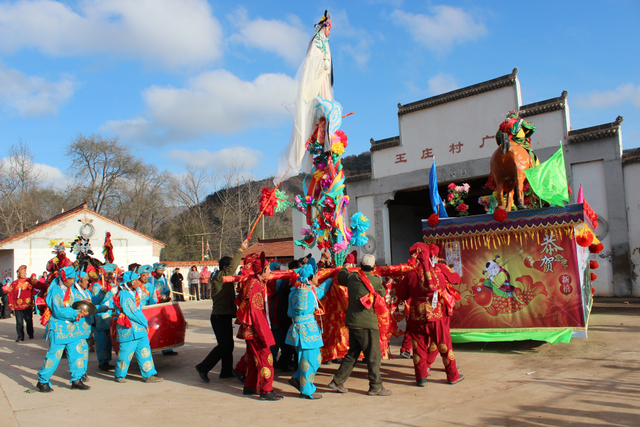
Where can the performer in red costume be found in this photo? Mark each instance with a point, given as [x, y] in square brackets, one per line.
[58, 262]
[429, 287]
[252, 302]
[21, 297]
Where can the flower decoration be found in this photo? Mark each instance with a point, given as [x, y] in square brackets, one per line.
[433, 220]
[359, 225]
[596, 248]
[500, 215]
[457, 193]
[584, 239]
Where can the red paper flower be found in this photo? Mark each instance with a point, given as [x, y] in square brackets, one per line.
[325, 244]
[500, 215]
[267, 203]
[596, 249]
[584, 239]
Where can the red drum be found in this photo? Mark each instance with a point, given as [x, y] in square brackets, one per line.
[167, 326]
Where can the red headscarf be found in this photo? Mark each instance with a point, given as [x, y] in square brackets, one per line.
[255, 262]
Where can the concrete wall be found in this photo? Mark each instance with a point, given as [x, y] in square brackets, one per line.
[632, 194]
[35, 249]
[606, 187]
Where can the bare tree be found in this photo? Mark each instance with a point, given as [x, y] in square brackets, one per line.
[98, 165]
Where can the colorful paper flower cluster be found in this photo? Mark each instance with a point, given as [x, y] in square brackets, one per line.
[456, 196]
[324, 202]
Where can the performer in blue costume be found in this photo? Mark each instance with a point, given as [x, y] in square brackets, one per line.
[304, 334]
[131, 332]
[163, 292]
[63, 332]
[147, 289]
[80, 292]
[102, 293]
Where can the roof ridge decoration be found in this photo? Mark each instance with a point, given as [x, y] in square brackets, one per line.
[545, 106]
[596, 132]
[497, 83]
[381, 144]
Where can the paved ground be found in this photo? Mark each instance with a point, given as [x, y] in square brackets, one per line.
[593, 381]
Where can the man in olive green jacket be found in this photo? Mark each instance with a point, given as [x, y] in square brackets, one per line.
[224, 310]
[364, 335]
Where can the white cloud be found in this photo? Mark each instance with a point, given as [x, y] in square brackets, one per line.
[242, 157]
[213, 102]
[440, 30]
[171, 32]
[286, 39]
[51, 175]
[358, 40]
[32, 96]
[611, 98]
[442, 83]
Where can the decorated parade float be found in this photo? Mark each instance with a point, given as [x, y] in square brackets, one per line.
[524, 265]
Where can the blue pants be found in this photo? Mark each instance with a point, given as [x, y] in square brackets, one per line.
[76, 351]
[141, 349]
[103, 345]
[308, 364]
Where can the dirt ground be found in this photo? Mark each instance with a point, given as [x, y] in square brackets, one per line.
[594, 381]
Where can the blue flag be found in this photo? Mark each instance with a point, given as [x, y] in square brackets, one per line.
[436, 201]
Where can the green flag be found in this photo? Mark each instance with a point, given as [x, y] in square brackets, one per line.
[549, 179]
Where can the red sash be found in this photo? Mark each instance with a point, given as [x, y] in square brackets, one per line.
[372, 298]
[44, 319]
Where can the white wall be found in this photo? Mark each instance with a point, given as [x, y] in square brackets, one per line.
[592, 177]
[35, 249]
[632, 196]
[465, 121]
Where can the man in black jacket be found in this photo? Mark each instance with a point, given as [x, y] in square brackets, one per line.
[223, 296]
[176, 282]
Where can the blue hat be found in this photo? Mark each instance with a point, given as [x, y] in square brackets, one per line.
[130, 276]
[109, 268]
[308, 270]
[67, 273]
[145, 269]
[159, 265]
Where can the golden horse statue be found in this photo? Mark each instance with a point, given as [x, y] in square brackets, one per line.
[508, 163]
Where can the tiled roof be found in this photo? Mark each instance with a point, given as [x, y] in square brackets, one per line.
[64, 215]
[273, 248]
[546, 106]
[596, 132]
[631, 156]
[508, 80]
[381, 144]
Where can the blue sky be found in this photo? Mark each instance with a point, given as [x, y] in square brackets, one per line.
[202, 82]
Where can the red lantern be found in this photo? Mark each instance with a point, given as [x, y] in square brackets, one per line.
[500, 215]
[584, 239]
[433, 220]
[565, 284]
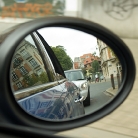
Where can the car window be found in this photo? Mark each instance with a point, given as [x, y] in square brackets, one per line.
[29, 72]
[57, 76]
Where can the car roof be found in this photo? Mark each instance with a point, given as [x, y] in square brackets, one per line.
[73, 70]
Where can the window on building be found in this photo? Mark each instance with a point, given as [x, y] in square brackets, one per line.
[19, 85]
[39, 71]
[14, 76]
[33, 63]
[23, 70]
[23, 52]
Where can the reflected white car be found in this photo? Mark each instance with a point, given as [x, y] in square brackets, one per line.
[77, 77]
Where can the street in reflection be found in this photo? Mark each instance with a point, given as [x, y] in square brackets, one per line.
[60, 73]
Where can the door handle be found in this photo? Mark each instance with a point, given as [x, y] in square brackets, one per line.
[79, 100]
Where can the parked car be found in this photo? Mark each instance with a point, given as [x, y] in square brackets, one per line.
[15, 122]
[39, 84]
[78, 78]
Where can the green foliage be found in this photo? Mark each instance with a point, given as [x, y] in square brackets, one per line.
[84, 71]
[29, 80]
[43, 78]
[63, 58]
[95, 66]
[90, 70]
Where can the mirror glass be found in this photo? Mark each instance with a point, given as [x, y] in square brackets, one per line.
[61, 73]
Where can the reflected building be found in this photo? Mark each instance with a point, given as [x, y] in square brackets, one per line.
[109, 62]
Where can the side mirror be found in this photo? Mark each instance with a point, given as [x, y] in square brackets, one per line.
[33, 59]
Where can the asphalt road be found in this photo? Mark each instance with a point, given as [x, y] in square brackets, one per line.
[98, 95]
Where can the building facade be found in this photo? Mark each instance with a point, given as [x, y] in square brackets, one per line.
[109, 61]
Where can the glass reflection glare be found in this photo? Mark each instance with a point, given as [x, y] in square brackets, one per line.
[92, 69]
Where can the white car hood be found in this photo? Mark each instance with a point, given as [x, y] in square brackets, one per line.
[78, 83]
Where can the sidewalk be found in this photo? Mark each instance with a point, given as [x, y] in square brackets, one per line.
[122, 123]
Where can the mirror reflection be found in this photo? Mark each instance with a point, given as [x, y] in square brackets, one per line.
[60, 73]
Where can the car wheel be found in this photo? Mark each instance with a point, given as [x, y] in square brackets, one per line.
[87, 100]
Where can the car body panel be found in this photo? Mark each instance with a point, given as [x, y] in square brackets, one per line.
[79, 82]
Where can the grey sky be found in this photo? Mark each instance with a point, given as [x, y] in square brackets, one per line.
[75, 42]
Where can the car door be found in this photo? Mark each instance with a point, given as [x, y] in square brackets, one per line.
[37, 87]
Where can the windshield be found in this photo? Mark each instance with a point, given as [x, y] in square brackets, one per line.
[74, 75]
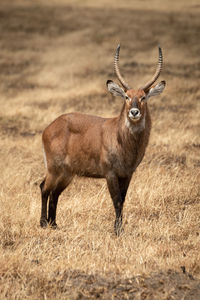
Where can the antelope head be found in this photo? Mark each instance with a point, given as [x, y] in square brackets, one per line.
[135, 100]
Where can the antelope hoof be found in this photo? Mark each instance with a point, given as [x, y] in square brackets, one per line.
[43, 223]
[53, 225]
[118, 228]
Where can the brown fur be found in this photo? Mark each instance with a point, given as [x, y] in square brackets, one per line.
[84, 145]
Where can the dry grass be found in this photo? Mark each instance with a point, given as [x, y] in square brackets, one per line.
[56, 59]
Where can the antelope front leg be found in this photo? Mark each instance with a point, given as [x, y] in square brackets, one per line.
[118, 201]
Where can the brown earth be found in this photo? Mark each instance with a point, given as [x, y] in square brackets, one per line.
[56, 58]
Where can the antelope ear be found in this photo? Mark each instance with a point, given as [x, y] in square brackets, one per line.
[115, 89]
[156, 90]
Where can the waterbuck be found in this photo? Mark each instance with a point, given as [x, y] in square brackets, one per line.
[91, 146]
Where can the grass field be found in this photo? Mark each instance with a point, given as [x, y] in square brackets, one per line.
[56, 58]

———

- [What to do] Restate the full listing verbatim and drop every picture.

- [Problem solution]
Where can the performer in red costume be found in this photo? Mark each instance with a point, given as [x, y] in square brackets, one per line.
[58, 262]
[429, 287]
[252, 302]
[21, 297]
Where can the flower decoration be found in this photo? Mark each instance with a point, given as [x, y] in square brackets, one per line.
[433, 220]
[359, 225]
[596, 248]
[500, 215]
[457, 193]
[584, 239]
Where can the red paper flower be found in this photo? Mark each instance with a point, given as [x, y] in square brackets, one per line.
[325, 244]
[500, 215]
[267, 203]
[596, 249]
[584, 239]
Where can the red drum be found in this photo? Mark each instance with a point, given as [x, y] in square brackets, one per line.
[167, 326]
Where can the red headscarf be found in this photo? Mark each instance with a point, given as [x, y] in square brackets, one per line.
[255, 262]
Where can the concrete wall be found in this photo? Mark each instance with a point, given as [x, y] in square brackets, one per line.
[632, 194]
[35, 249]
[606, 187]
Where can the bare tree be found in this photo? Mark each instance with a point, given as [x, y] in square brackets, one per line.
[98, 165]
Where can the colorful paper flower cluster be found in this photo? Mark each instance with a point, given as [x, y] in square brackets, one per line.
[456, 196]
[324, 202]
Where can the performer in blue costume be found in this photo? Mark each instance with a point, given as [x, y] in square brackets, one per line.
[304, 334]
[131, 332]
[163, 292]
[63, 332]
[147, 289]
[80, 292]
[102, 293]
Where can the roof ridge decoration be found in this photo? Mark each instance with a point, given as [x, y] in square brackets, one per line.
[545, 106]
[596, 132]
[497, 83]
[381, 144]
Where can the paved ground be found in this photo? Mark each instance with a point, given as [x, y] in square brackets, one per line.
[593, 381]
Where can the man in olive green jacket be found in this photo? Mark each instance with a point, given as [x, y] in square brackets, one per line.
[224, 310]
[364, 335]
Where can the white cloud be found in this photo? Mark each instance with a point, given as [x, y] in square brackets, one per line.
[242, 157]
[213, 102]
[440, 30]
[171, 32]
[286, 39]
[51, 175]
[358, 40]
[32, 96]
[611, 98]
[442, 83]
Where can the decorated parade float be found in this photo? Mark each instance with a point, given as [x, y] in square brackets, one per line.
[524, 265]
Where can the blue pants be found in this photo? Mark each instance with a point, given as [x, y] in square brackets, one per line.
[76, 351]
[141, 349]
[103, 345]
[308, 364]
Where can the dirt ground be found in this photo? Mark each instance with a point, given as [x, y] in square brackets, one per line.
[594, 381]
Where can the blue flag be found in this photo? Mark each instance with a point, given as [x, y] in square brackets, one per line.
[436, 201]
Where can the green flag be found in this photo? Mark each instance with a point, given as [x, y] in square brackets, one per line.
[549, 179]
Where can the red sash be found in this photo? Mark each instance with a point, given as [x, y] in square brackets, one per line.
[372, 298]
[44, 319]
Where can the white wall be found in this photo? Mark each instance with a point, given as [x, y] in square brackets, one per line.
[592, 177]
[35, 249]
[632, 196]
[465, 121]
Where can the man in black jacket be found in this photo? Mark each instance with a point, given as [x, y] in square brackets, one per line.
[223, 296]
[176, 282]
Where can the blue hat be found in this photo? Mark each instance with a point, given as [x, y] in square brackets, one per line.
[130, 276]
[109, 268]
[308, 270]
[67, 273]
[145, 269]
[159, 265]
Where can the golden horse statue be found in this photo? Mark each instance with a point, given as [x, y] in square brackets, one per line.
[508, 163]
Where can the tiled roof be found in this photo? Mark each instance with a point, given as [x, y] in square brackets, one per line.
[64, 215]
[273, 248]
[546, 106]
[596, 132]
[631, 156]
[508, 80]
[381, 144]
Where can the blue sky be found in this photo? Mark each instance with a point, given as [x, y] in square brackets, one per line.
[202, 82]
Where can the red lantern be found in this photo? Mark each instance with a point, given as [x, y] in square brackets, one per line.
[500, 215]
[584, 239]
[433, 220]
[565, 284]
Where can the car window be found in this photo? Mark each instance with a point, given as [x, y] in square brackets, one per line.
[29, 72]
[57, 76]
Where can the car roof be found in this photo? Mark each instance with a point, given as [x, y] in square brackets, one per line.
[73, 70]
Where can the window on building be found in this photo? Mark each instance with a point, given as [x, y] in square brackets, one per line.
[19, 85]
[39, 71]
[14, 76]
[33, 63]
[23, 70]
[23, 52]
Where can the reflected white car be found in this photo? Mark each instance with a point, given as [x, y] in square brackets, one per line.
[77, 77]
Where can the street in reflection be found in this photo? Mark each instance with a point, given as [x, y] in square brackets, one per line.
[60, 73]
Where can the door handle be found in this photo? Mark each instance with a point, given as [x, y] in square brackets, one per line.
[79, 100]
Where can the parked car be found in this photo? Mark each instance with a point, given as [x, y] in square brackets, one per line.
[15, 122]
[39, 84]
[78, 78]
Where can the green foliage be found in this photo? Mark each instance with a point, given as [x, y] in square brackets, one per line.
[84, 71]
[29, 80]
[43, 78]
[63, 58]
[95, 66]
[90, 70]
Where can the mirror glass be found in this photo? Mark each instance with a point, given as [x, y] in square brackets, one per line.
[61, 73]
Where can the reflected building be found in this photo? Mark each instance with a point, given as [x, y] in square brackets, one per line.
[109, 62]
Where can the side mirror be found in this photo? Mark each instance with a point, given as [x, y] in square brackets, one per line.
[33, 59]
Where can the asphalt road be found in this photo? Mark each instance with a point, given as [x, y] in square brackets, one per line.
[98, 95]
Where can the building facade be found in this photo? Mark each instance with a point, given as [x, y] in square brackets, one per line.
[109, 61]
Where can the glass reflection glare be found in this photo? Mark each instance with a point, given as [x, y] in square brackets, one per line.
[92, 69]
Where can the white car hood be found in this photo? Mark each instance with a point, given as [x, y] in square brackets, one per line.
[78, 83]
Where can the sidewalk be found in this photo? Mark each instance with a point, given as [x, y] in square brackets, one per line.
[122, 123]
Where can the mirror reflection be found in this photo? Mark each instance with a point, given as [x, y] in square brackets, one per line.
[60, 73]
Where can the car wheel be found in this photo? Mark each instance with a point, given as [x, y] in square brackets, one per line.
[87, 100]
Where can the car body panel be found in this photo? Mark each instance with a point, given as [x, y] in square brackets, one per line.
[79, 82]
Where can the grey sky be found in this photo? Mark each instance with a point, given as [x, y] in square brackets, one per line.
[75, 42]
Where can the car door be found in this photo? Mark each instance with a point, given as [x, y] in square brackets, one per line.
[37, 87]
Where can the windshield be found in this photo? Mark each instance with a point, given as [x, y] in square brackets, one per line.
[74, 75]
Where can the antelope head be found in this photo? Mark each instance with a point, given as [x, y] in square brackets, one per line.
[135, 100]
Where can the antelope hoof be found in this photo? Mark each instance with a point, given as [x, y] in square brackets, one per line.
[43, 223]
[53, 225]
[118, 228]
Where can the brown fur be found in this photo? Mark each instance with a point, given as [x, y] in square brackets, one per line.
[84, 145]
Where can the dry grass be found in this photo? Mark each instance with a point, given as [x, y] in square brackets, one per line.
[56, 59]
Where can the antelope front leg be found in this photo? Mark each instance with a point, given as [x, y] in square brackets, one per line.
[118, 201]
Where can the brown earth be found in this photo? Mark each instance with a point, given as [x, y] in square brackets, one per line.
[56, 58]
Where can the antelope ear be found in this photo? Mark each instance with a point, given as [x, y] in square brackets, one per line.
[115, 89]
[156, 90]
Where can the waterbuck be found in this photo? Mark each instance with a point, given as [x, y] in square brackets, one per line.
[91, 146]
Where can the grass field be found in this photo? Mark each instance with a point, given as [x, y] in square brackets, one per line.
[56, 58]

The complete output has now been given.